• _TASK_: Every record below should be written out exactly; pictures stay out.
--- Start SOURCE RECORDS ---
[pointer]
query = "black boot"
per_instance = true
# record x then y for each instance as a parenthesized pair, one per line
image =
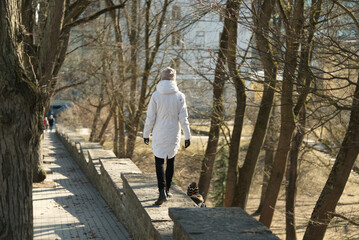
(169, 195)
(162, 197)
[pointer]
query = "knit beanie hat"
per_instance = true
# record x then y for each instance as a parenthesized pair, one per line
(192, 189)
(168, 74)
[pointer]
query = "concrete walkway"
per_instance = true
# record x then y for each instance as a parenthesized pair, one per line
(66, 206)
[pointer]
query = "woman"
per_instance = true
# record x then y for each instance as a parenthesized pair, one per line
(167, 111)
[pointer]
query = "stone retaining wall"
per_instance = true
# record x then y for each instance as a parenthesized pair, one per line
(131, 195)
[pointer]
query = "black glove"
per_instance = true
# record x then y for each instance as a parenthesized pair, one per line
(187, 143)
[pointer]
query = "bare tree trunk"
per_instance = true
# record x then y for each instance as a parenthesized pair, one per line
(101, 136)
(21, 124)
(246, 172)
(304, 81)
(97, 113)
(121, 132)
(293, 33)
(118, 97)
(150, 54)
(233, 8)
(269, 148)
(115, 139)
(133, 65)
(292, 173)
(338, 177)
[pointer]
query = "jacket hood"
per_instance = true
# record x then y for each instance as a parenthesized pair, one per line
(167, 87)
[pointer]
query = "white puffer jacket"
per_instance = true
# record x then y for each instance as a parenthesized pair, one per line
(167, 110)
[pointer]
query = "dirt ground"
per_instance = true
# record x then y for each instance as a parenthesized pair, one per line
(314, 169)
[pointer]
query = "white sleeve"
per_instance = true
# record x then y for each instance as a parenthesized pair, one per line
(183, 118)
(150, 118)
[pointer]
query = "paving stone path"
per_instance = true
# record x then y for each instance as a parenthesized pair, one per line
(66, 205)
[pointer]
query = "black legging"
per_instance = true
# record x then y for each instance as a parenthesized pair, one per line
(161, 181)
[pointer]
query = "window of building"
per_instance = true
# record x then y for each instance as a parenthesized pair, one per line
(176, 12)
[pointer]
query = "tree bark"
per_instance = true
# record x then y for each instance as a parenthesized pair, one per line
(97, 113)
(292, 173)
(333, 189)
(101, 136)
(216, 117)
(149, 61)
(293, 34)
(246, 172)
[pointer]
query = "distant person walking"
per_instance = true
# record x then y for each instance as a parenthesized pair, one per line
(166, 114)
(51, 122)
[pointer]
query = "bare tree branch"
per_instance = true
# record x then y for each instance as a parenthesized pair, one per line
(94, 16)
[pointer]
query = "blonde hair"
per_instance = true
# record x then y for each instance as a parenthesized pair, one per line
(168, 74)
--- End SOURCE RECORDS ---
• _ANSWER BELOW_:
[pointer]
query = "black boot"
per_instance = true
# record x then y for each instance as a parenthesized pair, one per line
image =
(169, 195)
(162, 197)
[pointer]
query = "knit beanie hat"
per_instance = true
# record x then y for each instance as a parenthesized pair, one per line
(192, 189)
(168, 74)
[pointer]
query = "concrete walkway"
per_instance = true
# record x then y for each instance as a parenthesized pair, one per line
(66, 206)
[pointer]
query = "woman"
per_instance = true
# record x then y for each instance as a parenthesized pair, one per line
(167, 111)
[pointer]
query = "stone retaining wall"
per_instance = true
# record x then y for each instance as a parenthesized pair, one per line
(131, 195)
[pointer]
query = "black glove"
per_instance = true
# record x then y for each instance as a parenthesized pair, one per line
(187, 143)
[pointer]
query = "bare tree trunk"
per_instance = true
# record x then y for each instance as a parenthesized pair, one per line
(101, 136)
(21, 124)
(246, 172)
(304, 81)
(97, 113)
(121, 132)
(293, 33)
(118, 97)
(150, 54)
(233, 8)
(269, 148)
(115, 139)
(133, 65)
(292, 173)
(338, 177)
[pointer]
query = "jacket hood"
per_instance = true
# record x then y for each instance as a parenthesized pair, one per line
(167, 87)
[pointer]
query = "white puffer jacket"
per_instance = true
# record x then y for each instance as a parenthesized pair, one per line
(167, 110)
[pointer]
query = "dirt ground"
per_instance = true
# record x then y for each instance as a parenthesized pair, one per line
(314, 169)
[pointer]
query = "white sleeve"
per_instance = true
# record x then y for each instance as a parenthesized pair, one per line
(183, 118)
(150, 118)
[pointer]
query = "paving stone path"
per_instance = true
# record x then y for each instance as a parenthesized pair, one per line
(66, 205)
[pointer]
query = "black legging"
per_instance = true
# record x then y for each instance as a parenthesized pair, one per line
(161, 181)
[pointer]
query = "window of building"
per_instance = true
# record x then y for each instance as a parenthesized pair, one per line
(176, 12)
[pointer]
query = "tree bark"
per_instance = true
# record x then y for each instance as a parenthesized pair, one per line
(97, 113)
(292, 173)
(333, 189)
(101, 136)
(216, 117)
(149, 61)
(293, 34)
(246, 172)
[pointer]
query = "distant person walking"
per_instance = true
# record x then y for each instance as a parenthesized pair, one per line
(166, 114)
(51, 122)
[pointer]
query = "bare tree branch"
per_instance = true
# record x then y for each instance as a parenthesized pair, one per line
(94, 16)
[pointer]
query = "blonde hair"
per_instance = true
# record x then y for each instance as a parenthesized pair, one per line
(168, 74)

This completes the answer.